Dataset entries
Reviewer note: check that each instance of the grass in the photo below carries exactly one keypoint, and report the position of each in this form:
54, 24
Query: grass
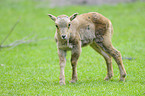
33, 69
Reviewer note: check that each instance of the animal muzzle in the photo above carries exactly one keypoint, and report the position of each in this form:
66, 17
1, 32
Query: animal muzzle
64, 36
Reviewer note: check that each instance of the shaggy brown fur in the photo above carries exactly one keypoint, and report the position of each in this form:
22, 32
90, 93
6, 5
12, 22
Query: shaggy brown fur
77, 31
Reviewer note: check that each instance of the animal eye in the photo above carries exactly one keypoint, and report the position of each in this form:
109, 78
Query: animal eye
69, 25
56, 26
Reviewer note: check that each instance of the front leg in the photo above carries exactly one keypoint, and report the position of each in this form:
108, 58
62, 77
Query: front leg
74, 58
62, 62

* Work to do *
Starting at the line with "Reviewer note: check that each instance of the shaggy", copy every line up to and including the last one in the entries above.

* Full response *
Reviewer note: check that each instance of the shaggy brown fur in the photo above carries exactly one keypoint, and report the position of each in this form:
22, 32
90, 93
6, 5
12, 22
Query: shaggy brown fur
77, 31
Reviewer note: check that each instance of the animal eye in the photo above carries exactly one keypoint, and report the position of each in this form:
109, 78
Query: animal eye
69, 25
56, 26
Reviewer note: check that each instance of the front leg in the photo above carries exactly one keypoint, and report the position of each in this form:
108, 58
62, 77
Query: front leg
74, 58
62, 62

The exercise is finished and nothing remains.